## [Exercise description]
Return the items below unchanged, from the line that contains "trim in the photo above." through the end of the items, both ends included. Omit the pictures from your answer.

## [Dataset records]
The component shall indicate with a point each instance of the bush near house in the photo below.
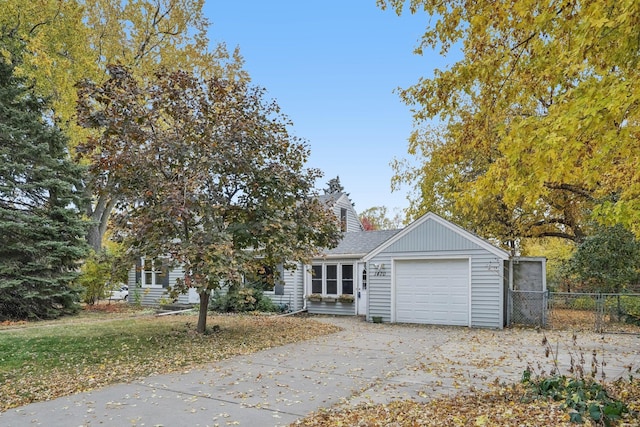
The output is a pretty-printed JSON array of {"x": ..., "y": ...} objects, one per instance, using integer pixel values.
[{"x": 241, "y": 300}]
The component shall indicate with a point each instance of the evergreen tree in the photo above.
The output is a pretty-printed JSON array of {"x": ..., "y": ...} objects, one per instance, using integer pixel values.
[{"x": 41, "y": 228}]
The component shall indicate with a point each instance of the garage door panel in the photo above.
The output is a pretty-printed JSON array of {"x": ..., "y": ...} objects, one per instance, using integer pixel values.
[{"x": 432, "y": 292}]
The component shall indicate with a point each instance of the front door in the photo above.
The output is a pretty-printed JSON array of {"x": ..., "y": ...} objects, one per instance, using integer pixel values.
[{"x": 362, "y": 289}]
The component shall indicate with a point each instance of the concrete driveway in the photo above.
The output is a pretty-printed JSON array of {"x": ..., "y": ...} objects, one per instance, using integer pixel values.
[{"x": 363, "y": 363}]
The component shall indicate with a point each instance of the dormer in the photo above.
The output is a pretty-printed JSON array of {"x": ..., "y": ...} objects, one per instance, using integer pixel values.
[{"x": 342, "y": 206}]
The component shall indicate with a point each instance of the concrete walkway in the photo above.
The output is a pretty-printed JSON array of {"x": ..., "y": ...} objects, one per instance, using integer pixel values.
[{"x": 363, "y": 363}]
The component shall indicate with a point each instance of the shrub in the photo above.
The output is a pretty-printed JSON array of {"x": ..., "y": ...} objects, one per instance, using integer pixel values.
[{"x": 241, "y": 300}]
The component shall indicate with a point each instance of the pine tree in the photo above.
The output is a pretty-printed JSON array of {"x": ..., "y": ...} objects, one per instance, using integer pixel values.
[{"x": 40, "y": 226}]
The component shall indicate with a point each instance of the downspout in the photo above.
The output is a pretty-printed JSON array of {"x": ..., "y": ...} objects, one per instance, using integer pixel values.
[{"x": 304, "y": 294}]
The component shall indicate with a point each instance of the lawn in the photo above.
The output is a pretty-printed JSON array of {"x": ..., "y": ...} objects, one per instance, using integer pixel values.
[{"x": 41, "y": 361}]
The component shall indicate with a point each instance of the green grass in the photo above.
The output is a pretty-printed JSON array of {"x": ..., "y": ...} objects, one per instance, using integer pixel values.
[{"x": 44, "y": 361}]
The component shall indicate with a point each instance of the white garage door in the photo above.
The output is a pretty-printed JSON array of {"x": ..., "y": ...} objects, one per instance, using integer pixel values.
[{"x": 432, "y": 291}]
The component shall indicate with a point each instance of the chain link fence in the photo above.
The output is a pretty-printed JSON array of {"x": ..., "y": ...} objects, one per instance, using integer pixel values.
[
  {"x": 528, "y": 308},
  {"x": 602, "y": 312}
]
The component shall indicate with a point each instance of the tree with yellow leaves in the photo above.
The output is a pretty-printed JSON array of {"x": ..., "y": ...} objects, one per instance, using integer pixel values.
[
  {"x": 538, "y": 121},
  {"x": 69, "y": 41}
]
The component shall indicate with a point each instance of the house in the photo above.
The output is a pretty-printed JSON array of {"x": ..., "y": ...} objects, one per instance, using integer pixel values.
[{"x": 430, "y": 272}]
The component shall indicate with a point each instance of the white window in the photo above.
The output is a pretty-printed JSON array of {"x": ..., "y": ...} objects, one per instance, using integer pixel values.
[
  {"x": 154, "y": 273},
  {"x": 332, "y": 279}
]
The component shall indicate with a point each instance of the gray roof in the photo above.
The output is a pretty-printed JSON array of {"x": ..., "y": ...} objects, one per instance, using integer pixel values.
[
  {"x": 361, "y": 242},
  {"x": 329, "y": 198}
]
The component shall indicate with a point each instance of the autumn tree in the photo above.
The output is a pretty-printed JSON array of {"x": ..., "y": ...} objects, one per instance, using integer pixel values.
[
  {"x": 209, "y": 176},
  {"x": 534, "y": 132},
  {"x": 71, "y": 40},
  {"x": 42, "y": 230},
  {"x": 607, "y": 261}
]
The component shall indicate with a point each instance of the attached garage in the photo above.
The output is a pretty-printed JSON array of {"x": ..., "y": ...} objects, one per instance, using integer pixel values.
[
  {"x": 434, "y": 272},
  {"x": 432, "y": 291}
]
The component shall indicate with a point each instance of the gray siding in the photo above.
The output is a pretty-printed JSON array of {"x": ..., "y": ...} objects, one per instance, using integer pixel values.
[
  {"x": 431, "y": 236},
  {"x": 154, "y": 296},
  {"x": 486, "y": 293},
  {"x": 293, "y": 290}
]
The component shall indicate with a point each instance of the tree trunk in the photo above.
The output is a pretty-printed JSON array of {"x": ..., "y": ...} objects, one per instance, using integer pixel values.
[
  {"x": 99, "y": 220},
  {"x": 202, "y": 315}
]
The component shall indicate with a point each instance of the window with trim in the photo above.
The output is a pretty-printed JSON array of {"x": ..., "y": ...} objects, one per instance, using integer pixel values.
[
  {"x": 154, "y": 273},
  {"x": 332, "y": 279},
  {"x": 316, "y": 279}
]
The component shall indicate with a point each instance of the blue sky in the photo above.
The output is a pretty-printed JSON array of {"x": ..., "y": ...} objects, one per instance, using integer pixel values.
[{"x": 332, "y": 66}]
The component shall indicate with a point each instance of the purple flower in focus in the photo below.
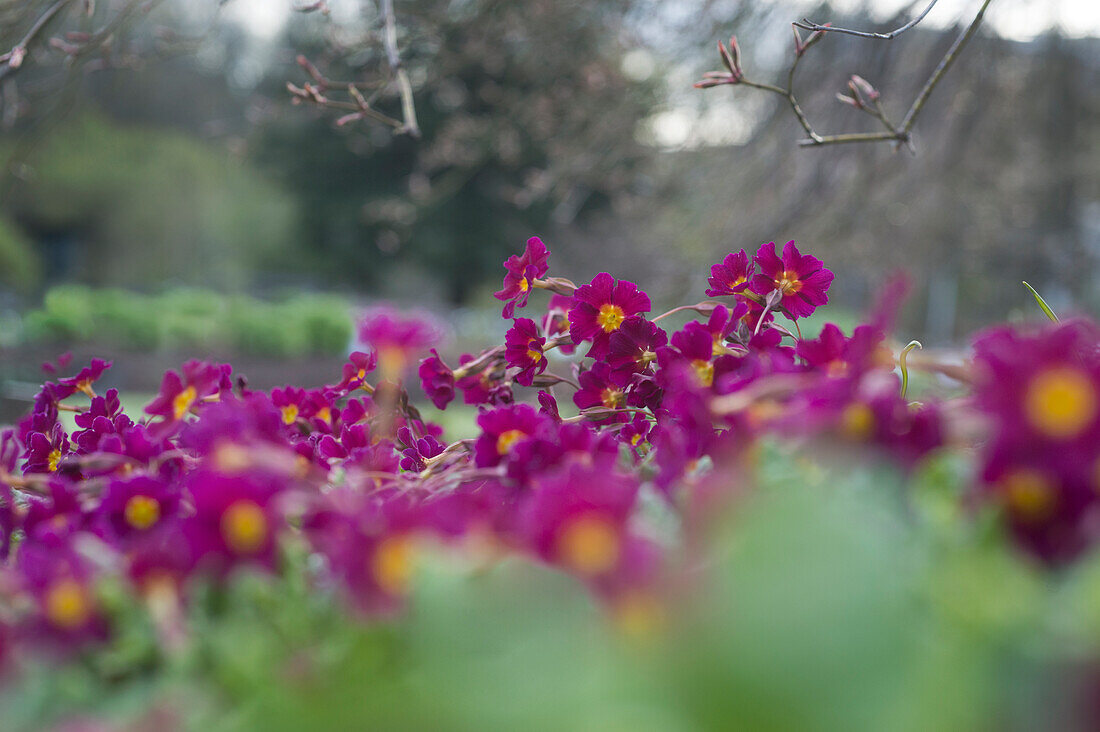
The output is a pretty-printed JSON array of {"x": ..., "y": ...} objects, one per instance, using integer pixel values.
[
  {"x": 503, "y": 429},
  {"x": 524, "y": 350},
  {"x": 437, "y": 380},
  {"x": 397, "y": 338},
  {"x": 521, "y": 273},
  {"x": 801, "y": 280},
  {"x": 732, "y": 275}
]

## [The output]
The component shall indicate with a point each instance of the window with trim in the photo above.
The output is a pretty-printed JSON array of {"x": ..., "y": ...} objects, one per instance, using integer pixel values.
[
  {"x": 154, "y": 273},
  {"x": 332, "y": 279},
  {"x": 316, "y": 279}
]
The component shall indicate with a point each instance of the blue sky in the photo above.
The output is a pretty-printed JSON array of {"x": ..., "y": ...} objects, one per instance, using integer pixel values.
[{"x": 332, "y": 66}]
The component shall indicate with a point each instance of the purple flower in focus in the photo below.
The output is a pretty-printed JSON array of {"x": ..., "y": ...} objects, one per instance, using integer pixel values.
[
  {"x": 503, "y": 429},
  {"x": 524, "y": 350},
  {"x": 437, "y": 380},
  {"x": 397, "y": 338},
  {"x": 521, "y": 273},
  {"x": 801, "y": 280},
  {"x": 732, "y": 275}
]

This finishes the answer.